-- Short task --
Print the part of the record linkage exercise from "## Pairs of" up to and including "new data source.", word for word.

-- Document --

## Start

Similar to joins, record linkage is the act of linking data from different sources regarding the same entity. But unlike joins, record linkage does not require exact matches between different pairs of data, and instead can find close matches using string similarity. This is why record linkage is effective when there are no common unique keys between the data sources you can rely upon when linking data sources such as a unique identifier.

In this exercise, you will classify each card whether it is a traditional join problem, or a record linkage one.

- Classify each card into a problem that requires record linkage or regular joins.

Record linkage | Regular joins
:---|:---
Two customer DataFrames containing names and address, one with a unique identifier per customer, one without. | Two basketball DataFrames with a common unique identifier per game.
Using an `address` column to join two DataFrames, with the address in each DataFrame being formatted slightly differently. | Consolidationg two DataFrames containing details on the courses, with each course having its own unique indentifier.
Merging two basketball DataFrames, with columns `team_A`, `team_B`, and `time` and differently formatted team names between each DataFrame. |

*Don't make things more complicated than they need to be: record linkage is a powerful tool, but it's more complex than using a traditional join.*

## Pairs of restaurants
In the last lesson, you cleaned the `restaurants` dataset to make it ready for building a restaurants recommendation engine. You have a new DataFrame named `restaurants_new` with new restaurants to train your model on, that's been scraped from a new data source.

You've already cleaned the `cuisine_type` and `city` columns using the techniques learned throughout the course. However you saw duplicates with typos in restaurants names that require record linkage instead of joins with `restaurants`.

In this exercise, you will perform the first step in record linkage and generate possible pairs of rows between `restaurants` and `restaurants_new`.

- Instantiate an indexing object by using the `Index()` function from `recordlinkage`.
- Block your pairing on `cuisine_type` by using `indexer`'s' `.block()` method.
- Generate pairs by indexing `restaurants` and `restaurants_new` in that order.

In [25]:
import recordlinkage

In [26]:
restaurants_new = pd.read_csv('restaurants_new.csv')

In [27]:
restaurants_new.head()

Unnamed: 0.1,Unnamed: 0,name,addr,city,phone,type
0,0,arnie morton's of chicago,435 s. la cienega blv .,los angeles,3102461501,american
1,1,art's delicatessen,12224 ventura blvd.,studio city,8187621221,american
2,2,campanile,624 s. la brea ave.,los angeles,2139381447,american
3,3,fenix,8358 sunset blvd. west,hollywood,2138486677,american
4,4,grill on the alley,9560 dayton way,los angeles,3102760615,american


In [29]:
# Create an indexer and object and find possible pairs
indexer = recordlinkage.Index()

# Block pairing on cuisine_type
indexer.block('type')

# Generate pairs
pairs = indexer.index(restaurants, restaurants_new)

### Question
Now that you've generated your pairs, you've achieved the first step of record linkage. What are the steps remaining to link both restaurants DataFrames, and in what order?

## End

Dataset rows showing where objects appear
## Start

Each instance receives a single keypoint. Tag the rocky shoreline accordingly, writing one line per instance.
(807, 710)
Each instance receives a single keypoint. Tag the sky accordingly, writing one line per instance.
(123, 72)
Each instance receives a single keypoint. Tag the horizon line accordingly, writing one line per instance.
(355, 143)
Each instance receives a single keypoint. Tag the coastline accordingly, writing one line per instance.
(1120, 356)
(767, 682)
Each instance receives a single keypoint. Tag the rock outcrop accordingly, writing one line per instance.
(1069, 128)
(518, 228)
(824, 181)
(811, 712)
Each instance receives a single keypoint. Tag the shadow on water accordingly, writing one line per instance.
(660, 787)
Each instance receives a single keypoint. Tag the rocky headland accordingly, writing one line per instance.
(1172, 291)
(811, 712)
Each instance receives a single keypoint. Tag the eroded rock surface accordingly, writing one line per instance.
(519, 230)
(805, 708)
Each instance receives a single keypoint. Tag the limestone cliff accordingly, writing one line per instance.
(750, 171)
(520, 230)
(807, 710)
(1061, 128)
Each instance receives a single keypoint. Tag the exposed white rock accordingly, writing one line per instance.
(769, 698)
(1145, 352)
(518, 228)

## End

-- Result of this task --
## Pairs of restaurants
In the last lesson, you cleaned the `restaurants` dataset to make it ready for building a restaurants recommendation engine. You have a new DataFrame named `restaurants_new` with new restaurants to train your model on, that's been scraped from a new data source.